Work task.
Could you show all lines in the entries below that contain the string "bird"?
++++ Exercise data ++++
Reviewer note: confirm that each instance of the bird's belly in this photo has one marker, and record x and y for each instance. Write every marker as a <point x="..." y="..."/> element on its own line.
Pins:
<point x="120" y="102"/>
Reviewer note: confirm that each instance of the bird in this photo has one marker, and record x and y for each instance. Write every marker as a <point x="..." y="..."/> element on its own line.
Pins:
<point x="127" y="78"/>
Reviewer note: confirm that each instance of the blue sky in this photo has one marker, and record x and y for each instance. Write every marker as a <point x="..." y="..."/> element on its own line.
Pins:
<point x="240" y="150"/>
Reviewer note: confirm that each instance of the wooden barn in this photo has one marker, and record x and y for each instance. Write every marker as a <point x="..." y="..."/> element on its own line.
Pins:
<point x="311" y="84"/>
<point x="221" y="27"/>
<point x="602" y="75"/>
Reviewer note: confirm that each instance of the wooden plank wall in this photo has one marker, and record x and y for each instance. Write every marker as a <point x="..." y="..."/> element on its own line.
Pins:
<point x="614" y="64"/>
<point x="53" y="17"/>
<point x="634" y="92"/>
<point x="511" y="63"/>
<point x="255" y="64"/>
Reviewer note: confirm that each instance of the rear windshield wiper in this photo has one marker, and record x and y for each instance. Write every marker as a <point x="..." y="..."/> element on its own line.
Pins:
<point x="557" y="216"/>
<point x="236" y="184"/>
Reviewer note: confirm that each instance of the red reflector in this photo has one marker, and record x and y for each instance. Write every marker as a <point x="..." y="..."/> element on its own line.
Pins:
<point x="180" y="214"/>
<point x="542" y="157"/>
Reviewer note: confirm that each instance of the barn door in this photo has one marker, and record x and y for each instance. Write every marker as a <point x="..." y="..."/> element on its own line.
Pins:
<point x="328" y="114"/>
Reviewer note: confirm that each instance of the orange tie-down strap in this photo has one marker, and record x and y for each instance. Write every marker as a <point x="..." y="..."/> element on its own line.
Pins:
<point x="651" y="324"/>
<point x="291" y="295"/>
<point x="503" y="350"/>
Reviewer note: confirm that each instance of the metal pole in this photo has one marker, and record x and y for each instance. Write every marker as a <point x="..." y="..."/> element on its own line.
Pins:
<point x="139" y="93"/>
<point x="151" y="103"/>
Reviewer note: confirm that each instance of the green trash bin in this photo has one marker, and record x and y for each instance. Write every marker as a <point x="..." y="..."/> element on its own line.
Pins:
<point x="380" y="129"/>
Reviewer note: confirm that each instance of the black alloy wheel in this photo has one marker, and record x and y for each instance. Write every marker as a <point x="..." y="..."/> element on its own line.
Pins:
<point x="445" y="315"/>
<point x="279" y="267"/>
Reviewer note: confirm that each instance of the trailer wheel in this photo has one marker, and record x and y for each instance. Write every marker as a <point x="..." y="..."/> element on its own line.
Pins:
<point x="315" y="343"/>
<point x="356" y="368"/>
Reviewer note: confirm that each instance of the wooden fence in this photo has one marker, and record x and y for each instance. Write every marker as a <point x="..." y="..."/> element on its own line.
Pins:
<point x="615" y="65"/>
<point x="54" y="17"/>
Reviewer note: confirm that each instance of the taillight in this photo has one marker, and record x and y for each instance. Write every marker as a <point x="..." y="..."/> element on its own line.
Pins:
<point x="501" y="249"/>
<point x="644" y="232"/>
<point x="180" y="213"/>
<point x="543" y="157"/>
++++
Response box.
Reviewer note: confirm that each instance of the bird's belly in this photo has one marker, and record x and y for each instance. Write every marker as a <point x="..." y="..."/> element on its own line.
Reviewer note: confirm that each instance of the bird in this photo has one marker, and record x and y for each instance. Write every marker as a <point x="..." y="..."/> element on its own line.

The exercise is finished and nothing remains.